Segment Start: Selected passage

Here we will consider two example applications for PCA¶

Blink artifact removal from EEG data¶

In this example we are using PCA to do blind source separation. The EEG measurement has 32 channels spread across the scalp.

EEG Cap Layout

Each time the subject blinks, there is a stereotypical artifact, that is strongest in the electrodes in front of the head (i.e., closer to the eyes), and becomes weaker towards the electrodes at the back of the head.

In [1]:

import numpy as np
from scipy import io
import pylab as pl

dat = io.loadmat('SSPexample/EEG_SSPdata.mat', squeeze_me=True)

In [2]:

dat.keys()

Out[2]:

dict_keys(['__header__', '__version__', '__globals__', 'blink_samples', 'channel_names', 'dat', 'fs', 'pos'])

In [3]:

x = dat['dat'] * 1e6  # Convert to microvolts, raw data is in volts
fs = dat['fs']

Let's plot the first 10 seconds of the data¶

The full data is ~5 mins long

In [4]:

t = np.arange(0, 10, 1/fs)

chans_to_plot = [0, 28, 1, 29]  # Choose some channels to plot
nchans_to_plot = len(chans_to_plot)
for k, chan in enumerate(chans_to_plot):
    pl.subplot(nchans_to_plot, 1, k+1)
    pl.plot(t, x[chan, :(10*fs)].T)
    pl.ylim(-200, 200)
    pl.ylabel('EEG ($\mu$V)')
pl.xlabel('Time (s)')

Out[4]:

Text(0.5, 0, 'Time (s)')

Extract samples containing blinks to perform PCA¶

A peak picking algorithm has already been used to find the peaks of the blinks, in blink_samples. By choosing samples around each blink, PCA will more effectively find that source.

Segment End: Selected passage

Problems and tasks:
A: Which keys does the PCA example page show in the output of dat.keys()?
B: Reproduce the part of the PCA example page starting at "x = dat['dat']" and ending at "np.arange(0, 10, 1/fs)".

Segment Start: Material shown

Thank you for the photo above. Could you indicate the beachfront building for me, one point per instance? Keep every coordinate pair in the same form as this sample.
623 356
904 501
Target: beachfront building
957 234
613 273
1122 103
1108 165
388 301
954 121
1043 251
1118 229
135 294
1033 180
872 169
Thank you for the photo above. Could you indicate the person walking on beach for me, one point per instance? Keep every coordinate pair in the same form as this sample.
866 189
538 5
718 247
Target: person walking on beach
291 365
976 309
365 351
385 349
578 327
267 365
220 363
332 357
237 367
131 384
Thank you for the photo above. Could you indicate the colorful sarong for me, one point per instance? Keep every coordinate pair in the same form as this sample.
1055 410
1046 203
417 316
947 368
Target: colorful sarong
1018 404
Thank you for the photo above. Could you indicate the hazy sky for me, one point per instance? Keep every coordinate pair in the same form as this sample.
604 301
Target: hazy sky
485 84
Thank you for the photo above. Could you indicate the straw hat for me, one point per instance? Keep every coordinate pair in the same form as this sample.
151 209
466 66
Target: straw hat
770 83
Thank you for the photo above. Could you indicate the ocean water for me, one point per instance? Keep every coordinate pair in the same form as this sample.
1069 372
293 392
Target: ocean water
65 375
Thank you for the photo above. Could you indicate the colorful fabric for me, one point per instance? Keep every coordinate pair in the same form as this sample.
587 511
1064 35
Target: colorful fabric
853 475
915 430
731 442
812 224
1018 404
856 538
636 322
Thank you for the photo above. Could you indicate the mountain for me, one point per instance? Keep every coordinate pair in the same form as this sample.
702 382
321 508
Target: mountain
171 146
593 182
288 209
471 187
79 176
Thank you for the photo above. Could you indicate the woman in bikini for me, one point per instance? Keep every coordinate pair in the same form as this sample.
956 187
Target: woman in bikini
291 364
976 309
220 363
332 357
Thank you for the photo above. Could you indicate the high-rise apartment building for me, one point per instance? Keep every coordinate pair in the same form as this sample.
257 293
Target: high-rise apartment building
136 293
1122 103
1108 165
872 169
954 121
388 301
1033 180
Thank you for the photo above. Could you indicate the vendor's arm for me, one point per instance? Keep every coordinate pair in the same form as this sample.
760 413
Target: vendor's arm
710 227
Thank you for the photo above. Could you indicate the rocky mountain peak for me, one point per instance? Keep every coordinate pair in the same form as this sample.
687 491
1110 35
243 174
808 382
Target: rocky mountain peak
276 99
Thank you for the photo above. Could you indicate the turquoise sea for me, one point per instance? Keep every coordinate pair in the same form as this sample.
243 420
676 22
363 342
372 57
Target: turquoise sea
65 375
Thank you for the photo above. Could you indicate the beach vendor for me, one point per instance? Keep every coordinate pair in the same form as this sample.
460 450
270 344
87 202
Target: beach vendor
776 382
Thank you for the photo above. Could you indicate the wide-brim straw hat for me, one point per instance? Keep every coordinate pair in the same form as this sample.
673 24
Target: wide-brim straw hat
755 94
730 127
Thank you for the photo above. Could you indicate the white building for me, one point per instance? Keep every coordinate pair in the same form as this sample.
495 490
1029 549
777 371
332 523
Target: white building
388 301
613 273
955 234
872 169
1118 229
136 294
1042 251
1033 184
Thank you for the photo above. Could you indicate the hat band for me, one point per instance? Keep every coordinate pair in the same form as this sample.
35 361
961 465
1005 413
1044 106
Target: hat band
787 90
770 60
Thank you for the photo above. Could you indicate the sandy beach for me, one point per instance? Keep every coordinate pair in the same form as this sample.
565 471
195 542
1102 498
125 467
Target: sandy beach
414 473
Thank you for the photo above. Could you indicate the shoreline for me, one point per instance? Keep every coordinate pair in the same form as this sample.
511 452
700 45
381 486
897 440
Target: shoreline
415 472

Segment End: Material shown

Exercise answers:
A: '__header__', '__version__', '__globals__', 'blink_samples', 'channel_names', 'dat', 'fs', 'pos'

B:
x = dat['dat'] * 1e6  # Convert to microvolts, raw data is in volts
fs = dat['fs']

Let's plot the first 10 seconds of the data¶

The full data is ~5 mins long

In [4]:

t = np.arange(0, 10, 1/fs)